RECORDS SHOWN.
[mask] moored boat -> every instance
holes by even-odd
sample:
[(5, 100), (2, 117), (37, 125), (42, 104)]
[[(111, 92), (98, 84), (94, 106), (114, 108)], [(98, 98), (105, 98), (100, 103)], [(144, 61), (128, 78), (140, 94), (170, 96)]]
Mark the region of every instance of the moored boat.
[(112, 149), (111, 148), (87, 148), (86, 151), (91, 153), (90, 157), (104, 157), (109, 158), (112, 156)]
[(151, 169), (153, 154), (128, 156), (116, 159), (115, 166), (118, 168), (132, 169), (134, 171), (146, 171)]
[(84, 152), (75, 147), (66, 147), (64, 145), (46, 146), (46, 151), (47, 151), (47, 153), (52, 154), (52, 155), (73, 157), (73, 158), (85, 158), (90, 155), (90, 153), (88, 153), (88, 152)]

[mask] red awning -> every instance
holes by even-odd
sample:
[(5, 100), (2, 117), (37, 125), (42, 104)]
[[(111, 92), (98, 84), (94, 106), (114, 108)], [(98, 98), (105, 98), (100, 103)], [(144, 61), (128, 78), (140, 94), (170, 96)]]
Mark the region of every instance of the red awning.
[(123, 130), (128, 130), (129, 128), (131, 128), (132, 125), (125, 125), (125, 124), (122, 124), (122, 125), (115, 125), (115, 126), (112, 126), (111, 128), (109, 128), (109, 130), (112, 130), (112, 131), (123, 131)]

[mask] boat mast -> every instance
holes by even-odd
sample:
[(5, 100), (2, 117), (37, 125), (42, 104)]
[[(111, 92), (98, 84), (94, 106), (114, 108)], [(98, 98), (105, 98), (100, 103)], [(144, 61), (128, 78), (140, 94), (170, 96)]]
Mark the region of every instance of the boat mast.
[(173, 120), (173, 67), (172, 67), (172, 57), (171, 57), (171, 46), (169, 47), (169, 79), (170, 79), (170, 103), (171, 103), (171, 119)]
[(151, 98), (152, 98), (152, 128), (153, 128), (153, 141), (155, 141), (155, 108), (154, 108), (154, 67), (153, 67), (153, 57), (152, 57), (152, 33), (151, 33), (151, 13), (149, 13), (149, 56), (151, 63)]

AIM OF THE EXERCISE. Reproduce, word for word, the lines of the data from the one that contains "Mark the region of every instance of the red" to the end, both ends included.

RESULT FOR THIS TASK.
Mark the region of every instance of the red awning.
[(123, 130), (128, 130), (129, 128), (131, 128), (132, 125), (125, 125), (125, 124), (122, 124), (122, 125), (115, 125), (115, 126), (112, 126), (111, 128), (109, 128), (109, 130), (112, 130), (112, 131), (123, 131)]

[mask] boat mast -> every instance
holes by even-odd
sample:
[(5, 100), (2, 117), (37, 125), (42, 104)]
[[(111, 92), (98, 84), (94, 106), (114, 108)], [(98, 98), (105, 98), (100, 103)], [(144, 61), (128, 78), (140, 94), (170, 96)]]
Mark the region of every instance of the boat mast.
[(173, 120), (173, 67), (172, 67), (172, 57), (171, 57), (171, 46), (169, 47), (169, 79), (170, 79), (170, 103), (171, 103), (171, 119)]
[(151, 98), (152, 98), (152, 128), (153, 128), (153, 141), (155, 141), (155, 108), (154, 108), (154, 67), (153, 67), (153, 57), (152, 57), (152, 33), (151, 33), (151, 13), (149, 13), (149, 56), (151, 63)]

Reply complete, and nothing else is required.